Records drawn from a dataset:
* * * * * * * * *

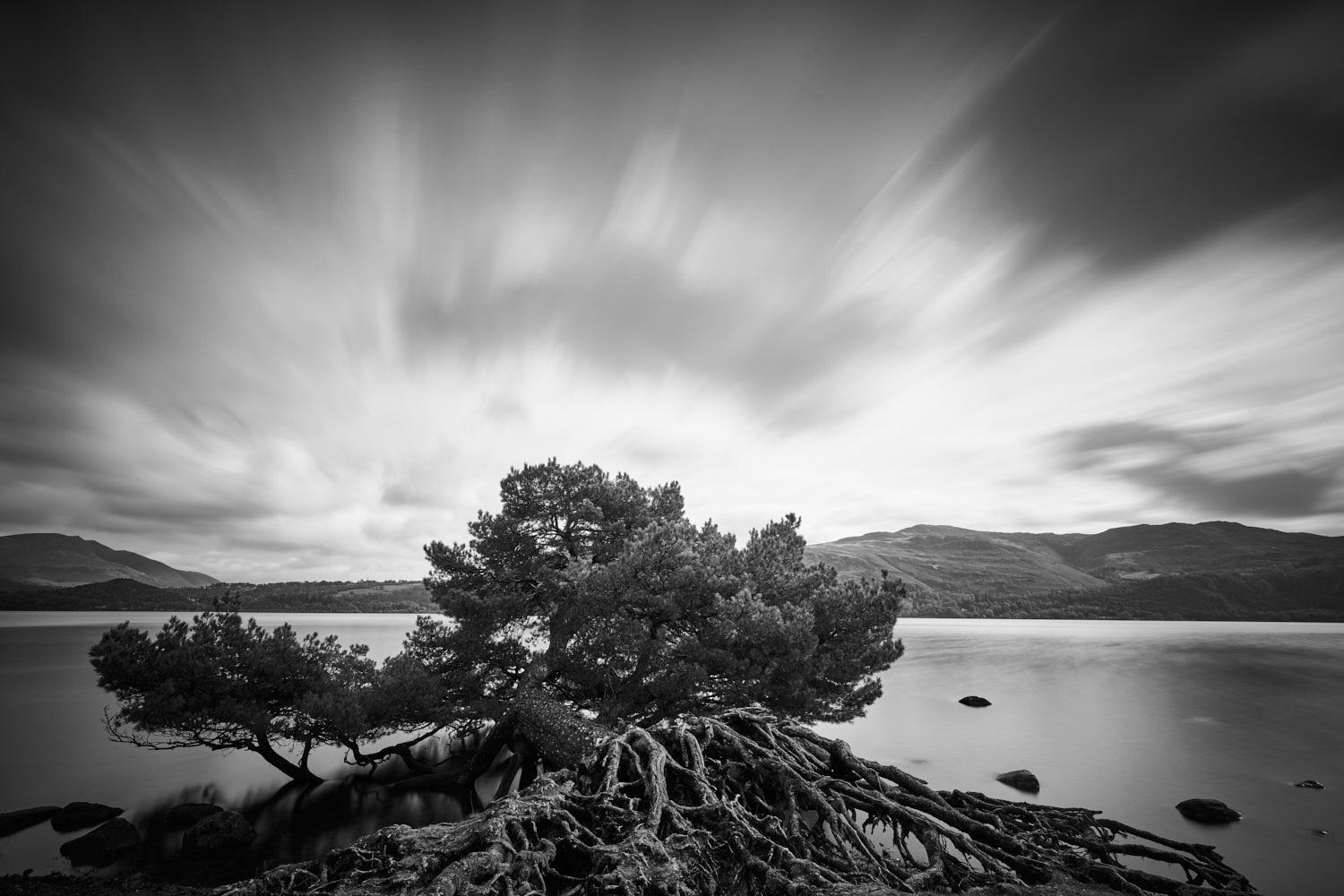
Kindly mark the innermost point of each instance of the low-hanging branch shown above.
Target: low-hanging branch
(745, 802)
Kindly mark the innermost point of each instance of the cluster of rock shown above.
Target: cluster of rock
(207, 828)
(1209, 812)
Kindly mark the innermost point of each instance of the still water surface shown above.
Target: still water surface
(1128, 718)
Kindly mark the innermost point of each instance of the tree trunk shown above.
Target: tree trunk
(744, 804)
(297, 772)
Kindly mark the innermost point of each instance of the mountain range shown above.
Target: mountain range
(51, 560)
(1171, 571)
(946, 559)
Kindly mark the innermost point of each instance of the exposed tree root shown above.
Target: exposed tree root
(744, 804)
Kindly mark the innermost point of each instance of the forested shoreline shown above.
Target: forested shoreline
(1298, 595)
(276, 597)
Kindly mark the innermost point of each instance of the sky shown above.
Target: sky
(289, 288)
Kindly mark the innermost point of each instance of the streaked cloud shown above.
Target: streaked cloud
(292, 293)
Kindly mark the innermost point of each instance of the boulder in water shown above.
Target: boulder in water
(1021, 780)
(104, 844)
(1211, 812)
(81, 814)
(218, 831)
(21, 818)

* * * * * * * * *

Exercise brief
When a line among the entries contains "shown", pull that line out.

Reply to the task
Kindly mark the innermost point of each instance of the low-hanging branch shown above.
Kindly mark the innermost point of each instance of the cluster of rock shown above.
Kindly mark the innermost point of each instance of the still water surface shown above.
Kindly mark the innermost point of each instance of the tree trunk shown above.
Kindly mark the innermost point of each instance of the mountain range shown above.
Kindly mark the innermost point of each instance of the exposed tree root shown above.
Kindly mark the innermost point of each instance of the forested shoreline shown above.
Kindly mark the innermost point of each instance of the sky shown above.
Kindly mark the innermost point of each instance of the streaked cloud shown above.
Kindly mark the innermost point of each instance of the boulder in water shown above.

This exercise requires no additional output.